Count the lines in the records below that contain the word "query". Reply with the number only.

== Dataset records

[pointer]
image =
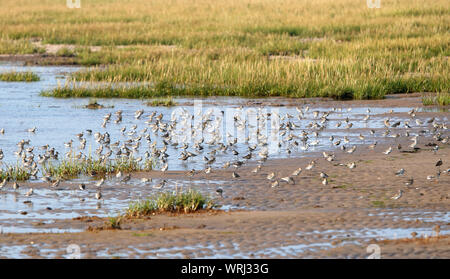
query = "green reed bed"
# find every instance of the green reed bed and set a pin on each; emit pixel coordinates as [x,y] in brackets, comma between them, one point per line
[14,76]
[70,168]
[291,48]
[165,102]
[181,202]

====
== Dataset records

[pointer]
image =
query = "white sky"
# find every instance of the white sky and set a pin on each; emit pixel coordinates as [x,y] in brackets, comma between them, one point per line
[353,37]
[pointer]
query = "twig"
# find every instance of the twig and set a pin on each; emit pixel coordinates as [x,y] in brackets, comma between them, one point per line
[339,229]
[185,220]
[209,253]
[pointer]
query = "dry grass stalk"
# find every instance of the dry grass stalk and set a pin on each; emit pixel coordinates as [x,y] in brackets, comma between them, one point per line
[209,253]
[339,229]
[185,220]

====

Task result — 4